** BEGIN DOCUMENT PASSAGE **
This post is just an excuse for me to show off Brian Engh’s entry for the All Yesterdays contest (book here, contest–now closed–here). The title is a reference to this post, by virtue of which I fancy myself at least a spear-carrier in what I will grandly refer to as the All Yesterdays Movement.
Oddly enough, I don’t have a ton to say about this; I think Brian has already explained the thinking behind the piece sufficiently on his own blog. In the brave new world of integumentarily enhanced ornithodirans, these diamantinasaurs are certainly interesting but not particularly outlandish (Brian’s already done outlandish). And it’s pretty darned hard to argue that sauropods never went into caves, although I can’t off the top of my head think of any previous spelunking sauropods (I’m not counting Baylene in Disney’s Dinosaur; feel free to refresh my memory of others in the comments). The glowworms are not proven, but biogeographically and stratigraphically plausible, which is probably as good as we’re going to get given the fossilization potential of bioluminescence.
** END DOCUMENT PASSAGE **
Carry on the blog post about the All Yesterdays contest entry from the point where it stops.
** BEGIN DATA RECORDS **
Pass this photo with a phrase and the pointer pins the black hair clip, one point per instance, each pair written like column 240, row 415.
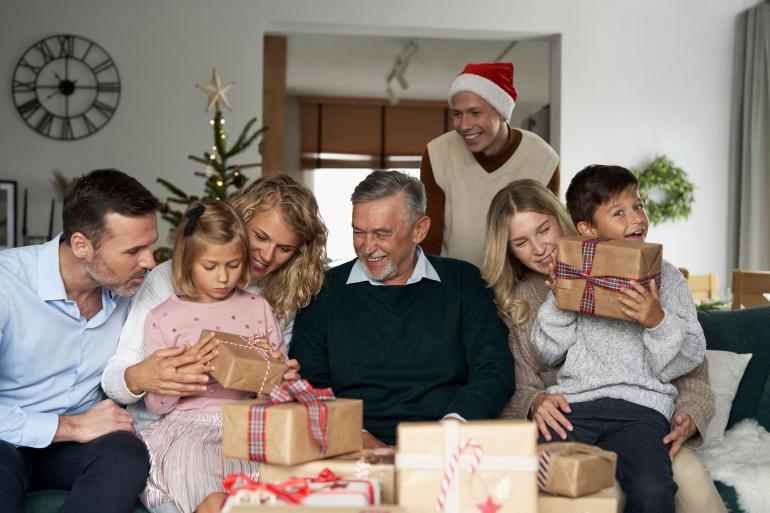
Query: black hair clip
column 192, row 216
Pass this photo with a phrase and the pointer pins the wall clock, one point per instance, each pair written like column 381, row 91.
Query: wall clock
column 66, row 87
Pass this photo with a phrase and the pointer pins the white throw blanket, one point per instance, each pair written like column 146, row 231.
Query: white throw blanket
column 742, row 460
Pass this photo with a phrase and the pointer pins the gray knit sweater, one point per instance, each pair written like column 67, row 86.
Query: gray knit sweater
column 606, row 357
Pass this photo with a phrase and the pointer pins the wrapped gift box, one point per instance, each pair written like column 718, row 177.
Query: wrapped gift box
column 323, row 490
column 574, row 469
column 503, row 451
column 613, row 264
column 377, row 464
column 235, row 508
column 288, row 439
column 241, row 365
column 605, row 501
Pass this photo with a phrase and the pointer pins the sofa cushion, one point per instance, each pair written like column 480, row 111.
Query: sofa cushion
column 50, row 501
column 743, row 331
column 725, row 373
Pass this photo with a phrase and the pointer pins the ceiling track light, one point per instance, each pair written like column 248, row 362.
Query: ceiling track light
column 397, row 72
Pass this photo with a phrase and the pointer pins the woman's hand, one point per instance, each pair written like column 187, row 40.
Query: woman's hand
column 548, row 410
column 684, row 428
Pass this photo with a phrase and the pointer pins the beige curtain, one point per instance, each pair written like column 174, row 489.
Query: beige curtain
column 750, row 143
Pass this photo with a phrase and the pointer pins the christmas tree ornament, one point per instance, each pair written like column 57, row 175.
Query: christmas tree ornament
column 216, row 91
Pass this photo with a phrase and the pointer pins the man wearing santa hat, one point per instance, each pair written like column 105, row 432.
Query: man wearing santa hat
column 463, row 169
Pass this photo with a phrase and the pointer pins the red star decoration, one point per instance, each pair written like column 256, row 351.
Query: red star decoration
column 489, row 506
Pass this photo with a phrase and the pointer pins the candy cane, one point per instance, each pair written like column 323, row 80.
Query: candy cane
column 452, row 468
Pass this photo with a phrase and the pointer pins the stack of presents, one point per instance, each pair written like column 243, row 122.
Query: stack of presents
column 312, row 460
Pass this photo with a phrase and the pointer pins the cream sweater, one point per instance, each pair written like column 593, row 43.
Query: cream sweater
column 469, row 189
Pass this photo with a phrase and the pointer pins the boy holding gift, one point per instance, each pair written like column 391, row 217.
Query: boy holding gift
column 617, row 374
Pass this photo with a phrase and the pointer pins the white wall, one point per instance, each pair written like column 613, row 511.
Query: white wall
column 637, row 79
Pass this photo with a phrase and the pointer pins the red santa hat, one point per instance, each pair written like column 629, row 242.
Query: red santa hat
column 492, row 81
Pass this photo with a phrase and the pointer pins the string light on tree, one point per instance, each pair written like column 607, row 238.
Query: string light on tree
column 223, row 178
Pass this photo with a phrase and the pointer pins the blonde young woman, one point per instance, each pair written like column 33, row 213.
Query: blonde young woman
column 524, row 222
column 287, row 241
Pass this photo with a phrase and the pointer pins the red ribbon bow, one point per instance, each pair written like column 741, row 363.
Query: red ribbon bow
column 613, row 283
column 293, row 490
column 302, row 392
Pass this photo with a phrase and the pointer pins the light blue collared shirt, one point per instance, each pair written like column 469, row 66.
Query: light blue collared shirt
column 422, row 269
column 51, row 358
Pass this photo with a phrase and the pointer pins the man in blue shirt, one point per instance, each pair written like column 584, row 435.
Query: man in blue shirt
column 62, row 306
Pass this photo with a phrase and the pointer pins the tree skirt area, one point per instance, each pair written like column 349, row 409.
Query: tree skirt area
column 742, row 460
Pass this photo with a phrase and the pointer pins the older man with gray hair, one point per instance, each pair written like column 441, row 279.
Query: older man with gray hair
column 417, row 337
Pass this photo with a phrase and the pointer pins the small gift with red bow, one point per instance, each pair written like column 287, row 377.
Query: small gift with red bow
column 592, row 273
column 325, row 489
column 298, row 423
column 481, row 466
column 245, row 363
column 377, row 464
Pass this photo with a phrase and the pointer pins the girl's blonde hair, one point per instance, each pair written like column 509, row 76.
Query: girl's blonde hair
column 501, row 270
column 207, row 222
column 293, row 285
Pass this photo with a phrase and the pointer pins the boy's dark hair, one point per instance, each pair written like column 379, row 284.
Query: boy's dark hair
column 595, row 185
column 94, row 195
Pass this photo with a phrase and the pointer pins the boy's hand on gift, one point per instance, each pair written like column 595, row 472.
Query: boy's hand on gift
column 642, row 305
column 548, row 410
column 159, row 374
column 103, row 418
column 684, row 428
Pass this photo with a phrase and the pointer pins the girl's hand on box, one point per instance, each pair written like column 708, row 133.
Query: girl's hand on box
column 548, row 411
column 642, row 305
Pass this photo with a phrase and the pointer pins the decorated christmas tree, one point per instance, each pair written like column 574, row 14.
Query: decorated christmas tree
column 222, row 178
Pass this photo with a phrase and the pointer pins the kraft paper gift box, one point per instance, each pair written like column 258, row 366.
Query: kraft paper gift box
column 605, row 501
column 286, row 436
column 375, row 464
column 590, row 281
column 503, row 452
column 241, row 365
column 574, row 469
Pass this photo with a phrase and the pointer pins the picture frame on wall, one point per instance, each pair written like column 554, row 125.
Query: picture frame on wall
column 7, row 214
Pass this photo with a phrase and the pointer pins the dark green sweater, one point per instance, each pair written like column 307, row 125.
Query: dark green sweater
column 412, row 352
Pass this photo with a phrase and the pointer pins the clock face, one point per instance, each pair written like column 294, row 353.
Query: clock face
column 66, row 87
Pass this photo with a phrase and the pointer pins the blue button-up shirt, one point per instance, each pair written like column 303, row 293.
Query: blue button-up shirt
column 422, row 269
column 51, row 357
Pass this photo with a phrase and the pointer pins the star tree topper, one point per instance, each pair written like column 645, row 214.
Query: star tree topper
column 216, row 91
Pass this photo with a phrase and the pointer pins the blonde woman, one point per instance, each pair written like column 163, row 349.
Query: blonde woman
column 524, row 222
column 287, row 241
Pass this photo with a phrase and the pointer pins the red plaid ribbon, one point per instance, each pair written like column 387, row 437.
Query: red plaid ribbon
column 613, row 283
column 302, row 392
** END DATA RECORDS **
== RESULT ==
I’m much more excited about this as a piece of art. I got to see a lot of the in-progress sketches and they were wonderful, with some very tight, detailed pencil-work. The danger in investing that kind of effort is that then you’re tempted to show it off, and if I had any worry about the finished piece, it was that it would be over-lit to show off all the details. But it isn’t. I can tell you from seeing the pencil sketches that the detail went all the way down, but Brian was brave enough to let some of that go, especially on the animals’ legs, to get the lighting effect right. My favorite touches are the reflections in the water, and the fallen pillar in the foreground–toppled by a previous visitor, perhaps–with new mineral deposits already forming on it.
All in all, it takes me back to the best paleoart from my childhood, which made me think, “Wow, these were not monsters or aliens, they were real animals, as real, and as mundane in their own worlds, as deer and coyotes and jackrabbits.” * **
And that’s pretty cool. What do you think?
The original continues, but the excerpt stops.